== Tus instrucciones ==
Responde estas preguntas con datos del texto sobre Suelves:
1. ¿De qué ciudad son Godelieve y Roony?
2. ¿Qué dos servicios básicos no tienen en su casa?
3. ¿Cuántas personas llegaron a venir en verano a las piscinas, según David?

== Texto de lectura ==
::::

Su voz es suave. Amansa con ella a las fieras que ladran amenazantes a quien pasa perdido junto a Casa Godron. Al abrir la verja se lanzan... a la caricia y el arrumaco. Menudos guardianes. «Paseamos con ellos, tejemos, vivimos tranquilos». Godelieve y Roony son los únicos habitantes de la nada, de Suelves. Empadronados y fijos desde hace cinco años, encantados por el sol y la paz que buscaban al salir de Bélgica. «Somos de Amberes. Allí llueve y llueve. Vinimos hace unos quince años a la caravana de unos amigos. Nos encantó. Cuando pudimos compramos esta casa a una holandesa. Tenemos tele belga e internet. Si nos quieren ver, que vengan desde Bélgica aquí», dice en un español notable.

De todo, todo, no tienen. Ni electricidad ni agua corriente. Se abastecen de la lluvia, de garrafas y de placas solares. Ni tienen una carretera asfaltada. Ni vecinos. «Hay gente que pasa andando, en bicicleta, cazadores o seteros. Pero pocos, los fines de semana», dicen. A David le cuesta cada vez más subir. Este año ni ha recogido las oliveras. Mucha faena y desilusión. Es de Casa Lucas, a unos metros de Godron. Siempre se acerca a saludar a Godelieve serpenteando entre carrascas y vergüenza. Nadie puede creerse lo que queda allí, en medio de nada, entre Guara y Sierra de Arbe, entre Somontano y Sobrarbe, de Bárcabo pero junto a Naval. Toda una paradoja.

Surrealista. En una campa del Barrio Alto se hunden dos balsas de cemento agrietado. Eran las piscinas del gran proyecto que no fue, de la estafa, donde ahora sólo se refleja la impotencia en los charcos sucios. «Aquí se echaban con las toallas. Llegaron a venir 60 personas en verano», relata David. Cerca descansan las ruinas de piedra de Casa Broto o la Casa del Cojo confundiéndose con la maleza y los esqueletos de los chalecitos de los belgas expoliados por el vandalismo y el tiempo. Una puerta fortificada delata el miedo a los cacos. «Ahora se ha muerto mi tía que era la que tenía más ganas de venir», lamenta David Olivera, presidente de la Asociación de Vecinos y Amigos de Suelves.

::::

== Extractos de registros ==
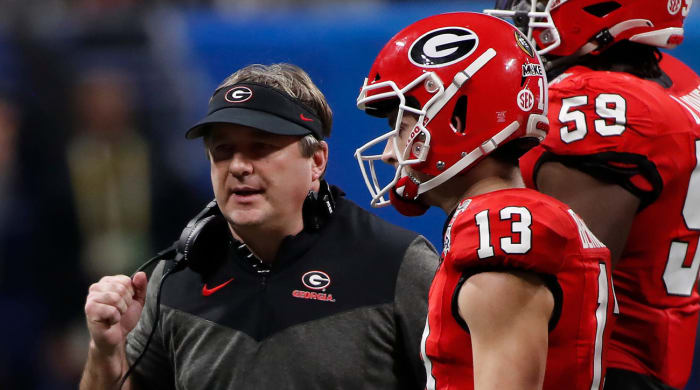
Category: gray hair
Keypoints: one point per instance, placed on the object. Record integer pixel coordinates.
(290, 79)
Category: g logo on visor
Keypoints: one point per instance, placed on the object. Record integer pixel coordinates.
(443, 46)
(316, 280)
(238, 94)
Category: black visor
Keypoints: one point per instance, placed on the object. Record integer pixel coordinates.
(260, 107)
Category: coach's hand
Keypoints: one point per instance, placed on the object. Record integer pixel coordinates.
(113, 308)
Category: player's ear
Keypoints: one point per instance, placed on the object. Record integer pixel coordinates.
(319, 160)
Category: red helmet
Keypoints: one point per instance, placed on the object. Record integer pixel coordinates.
(579, 27)
(464, 64)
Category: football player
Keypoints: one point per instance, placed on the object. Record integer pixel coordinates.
(524, 286)
(623, 150)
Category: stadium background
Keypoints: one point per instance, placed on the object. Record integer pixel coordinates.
(95, 174)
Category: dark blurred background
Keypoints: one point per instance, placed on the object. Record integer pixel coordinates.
(95, 173)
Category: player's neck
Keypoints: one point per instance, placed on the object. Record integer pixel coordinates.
(488, 176)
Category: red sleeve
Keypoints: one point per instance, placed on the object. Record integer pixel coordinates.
(606, 124)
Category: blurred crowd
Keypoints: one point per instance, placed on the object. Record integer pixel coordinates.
(89, 171)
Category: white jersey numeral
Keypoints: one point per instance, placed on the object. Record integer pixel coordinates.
(679, 279)
(521, 227)
(610, 108)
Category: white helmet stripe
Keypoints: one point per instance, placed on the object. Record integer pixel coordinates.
(459, 79)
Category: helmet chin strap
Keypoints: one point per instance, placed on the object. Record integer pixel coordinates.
(537, 126)
(485, 148)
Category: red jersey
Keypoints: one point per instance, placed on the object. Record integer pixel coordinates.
(524, 230)
(645, 137)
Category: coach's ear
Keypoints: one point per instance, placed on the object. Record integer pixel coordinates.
(319, 161)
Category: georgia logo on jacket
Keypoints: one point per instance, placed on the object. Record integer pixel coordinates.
(318, 281)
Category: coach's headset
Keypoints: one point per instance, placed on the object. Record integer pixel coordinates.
(202, 239)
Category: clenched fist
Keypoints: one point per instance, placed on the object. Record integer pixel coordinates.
(113, 308)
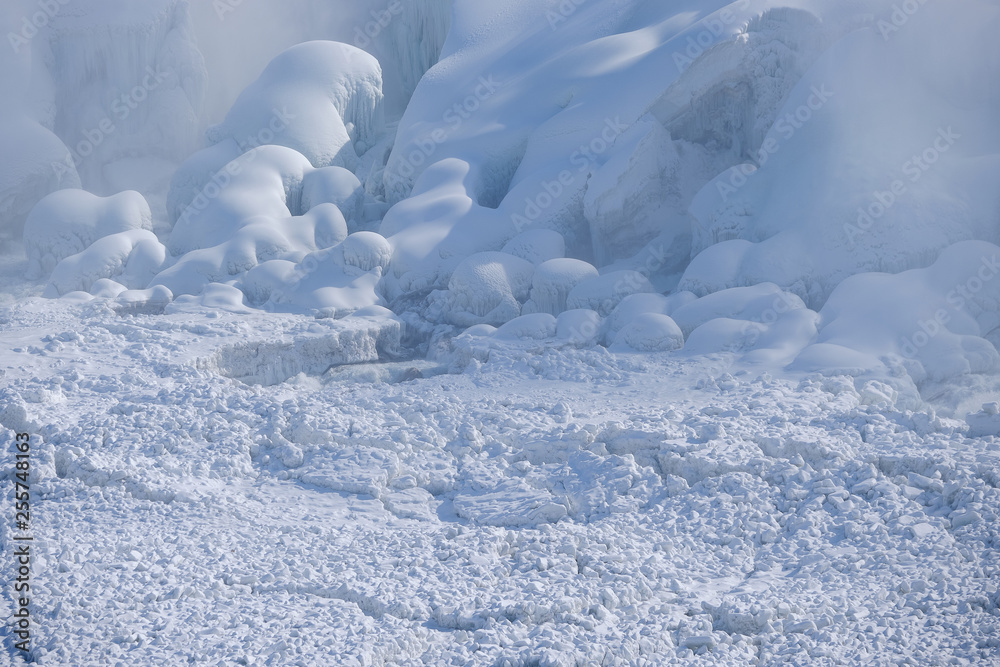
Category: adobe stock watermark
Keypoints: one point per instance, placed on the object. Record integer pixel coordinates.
(31, 25)
(224, 7)
(121, 108)
(957, 299)
(714, 28)
(221, 179)
(563, 11)
(899, 17)
(381, 18)
(786, 126)
(454, 117)
(583, 158)
(913, 170)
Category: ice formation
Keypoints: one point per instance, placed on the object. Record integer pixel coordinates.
(715, 185)
(322, 99)
(129, 83)
(69, 221)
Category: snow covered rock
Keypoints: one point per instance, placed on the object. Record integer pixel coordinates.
(32, 167)
(934, 321)
(604, 293)
(763, 303)
(487, 288)
(916, 193)
(626, 197)
(650, 332)
(553, 281)
(69, 221)
(322, 99)
(537, 326)
(986, 422)
(639, 304)
(579, 327)
(130, 259)
(337, 186)
(537, 246)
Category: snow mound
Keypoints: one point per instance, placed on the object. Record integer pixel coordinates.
(486, 288)
(986, 422)
(605, 292)
(337, 186)
(895, 193)
(639, 304)
(322, 99)
(936, 323)
(649, 332)
(130, 259)
(537, 246)
(537, 326)
(69, 221)
(579, 327)
(33, 166)
(270, 232)
(553, 281)
(763, 303)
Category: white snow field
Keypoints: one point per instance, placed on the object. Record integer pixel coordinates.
(519, 332)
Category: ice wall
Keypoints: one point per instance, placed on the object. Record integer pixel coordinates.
(129, 83)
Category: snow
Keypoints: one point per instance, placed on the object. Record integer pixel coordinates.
(650, 332)
(552, 283)
(67, 222)
(129, 81)
(517, 333)
(32, 169)
(604, 293)
(322, 99)
(486, 288)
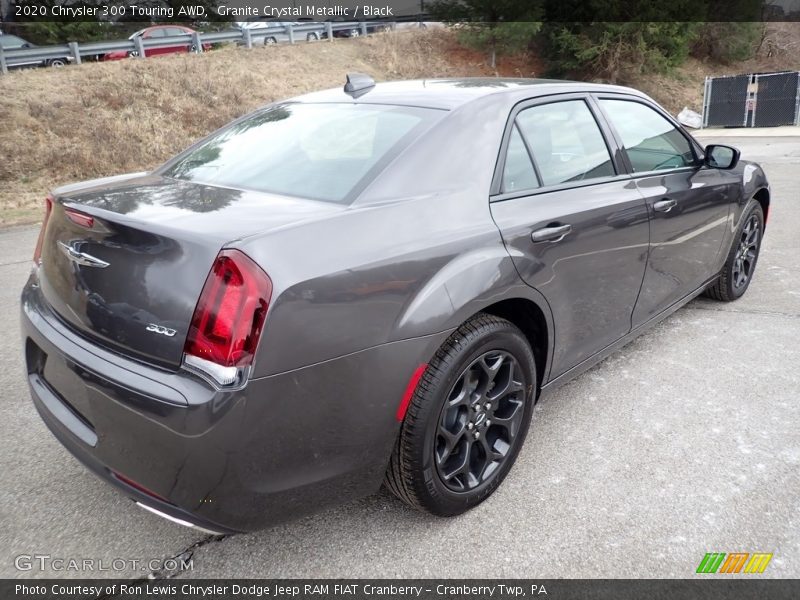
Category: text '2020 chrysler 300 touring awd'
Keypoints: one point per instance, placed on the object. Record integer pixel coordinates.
(369, 284)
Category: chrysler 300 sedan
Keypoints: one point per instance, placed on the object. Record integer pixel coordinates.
(369, 284)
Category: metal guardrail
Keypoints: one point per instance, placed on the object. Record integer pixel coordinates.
(289, 33)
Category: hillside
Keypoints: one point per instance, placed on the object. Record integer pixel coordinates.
(99, 119)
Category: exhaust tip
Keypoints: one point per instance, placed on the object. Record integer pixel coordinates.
(164, 515)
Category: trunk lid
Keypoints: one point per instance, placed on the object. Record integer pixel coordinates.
(130, 279)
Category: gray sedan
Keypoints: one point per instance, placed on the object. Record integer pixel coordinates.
(369, 284)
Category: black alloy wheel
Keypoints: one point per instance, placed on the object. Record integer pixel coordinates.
(480, 421)
(740, 264)
(467, 419)
(745, 261)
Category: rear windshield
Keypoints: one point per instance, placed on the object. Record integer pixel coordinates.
(323, 152)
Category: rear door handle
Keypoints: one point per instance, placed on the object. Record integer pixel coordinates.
(551, 233)
(665, 205)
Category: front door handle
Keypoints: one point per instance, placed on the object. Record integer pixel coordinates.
(665, 205)
(551, 233)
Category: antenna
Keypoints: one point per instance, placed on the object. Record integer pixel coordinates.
(358, 84)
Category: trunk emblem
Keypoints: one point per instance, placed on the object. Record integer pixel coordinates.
(81, 258)
(161, 329)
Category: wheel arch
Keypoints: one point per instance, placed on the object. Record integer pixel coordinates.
(530, 319)
(762, 197)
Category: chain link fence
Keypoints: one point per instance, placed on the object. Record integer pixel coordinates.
(753, 100)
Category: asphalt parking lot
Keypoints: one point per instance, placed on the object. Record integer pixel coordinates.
(686, 441)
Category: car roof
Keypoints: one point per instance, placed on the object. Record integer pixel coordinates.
(451, 93)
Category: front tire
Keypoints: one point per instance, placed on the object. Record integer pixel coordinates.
(740, 265)
(467, 419)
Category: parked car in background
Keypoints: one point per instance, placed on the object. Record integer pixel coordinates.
(282, 36)
(14, 42)
(355, 31)
(154, 33)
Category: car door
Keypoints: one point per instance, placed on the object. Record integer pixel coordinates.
(573, 221)
(688, 203)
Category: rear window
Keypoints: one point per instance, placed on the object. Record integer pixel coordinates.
(323, 152)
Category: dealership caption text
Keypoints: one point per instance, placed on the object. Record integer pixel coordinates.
(280, 590)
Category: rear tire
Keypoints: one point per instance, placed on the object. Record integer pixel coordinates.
(467, 419)
(742, 258)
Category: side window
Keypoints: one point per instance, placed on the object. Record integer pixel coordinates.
(651, 141)
(518, 173)
(566, 142)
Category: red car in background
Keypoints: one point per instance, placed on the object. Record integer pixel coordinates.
(155, 32)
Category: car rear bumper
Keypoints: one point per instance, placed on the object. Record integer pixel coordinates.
(223, 461)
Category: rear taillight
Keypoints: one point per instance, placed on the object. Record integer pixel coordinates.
(48, 208)
(227, 321)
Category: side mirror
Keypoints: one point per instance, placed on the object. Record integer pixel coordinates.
(721, 157)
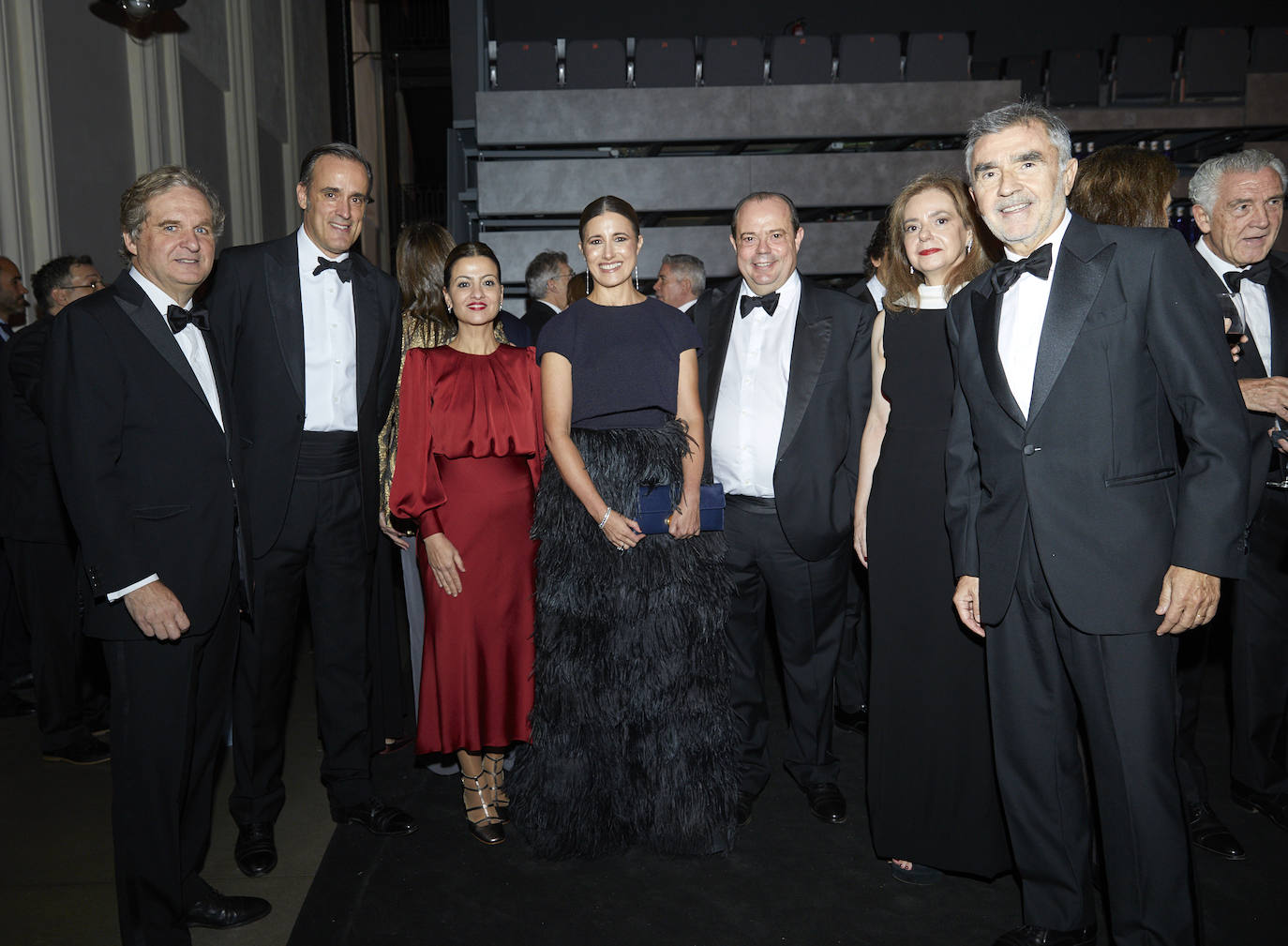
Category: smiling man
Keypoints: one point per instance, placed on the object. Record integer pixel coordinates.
(785, 379)
(1239, 206)
(312, 334)
(1080, 540)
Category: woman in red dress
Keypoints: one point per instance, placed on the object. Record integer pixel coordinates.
(471, 449)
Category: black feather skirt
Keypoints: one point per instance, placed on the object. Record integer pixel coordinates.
(633, 733)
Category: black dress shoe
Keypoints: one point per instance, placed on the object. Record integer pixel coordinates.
(376, 818)
(13, 705)
(851, 722)
(1274, 807)
(255, 850)
(217, 911)
(1041, 936)
(1208, 833)
(826, 802)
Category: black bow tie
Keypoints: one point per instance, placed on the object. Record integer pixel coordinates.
(182, 319)
(767, 302)
(1257, 272)
(1006, 272)
(343, 267)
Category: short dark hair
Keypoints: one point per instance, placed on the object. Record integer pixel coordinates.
(134, 202)
(52, 276)
(340, 150)
(1123, 186)
(608, 203)
(543, 268)
(765, 195)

::::

== Respuesta esperada ==
1. Son de Amberes.
2. No tienen electricidad ni agua corriente.
3. Llegaron a venir 60 personas.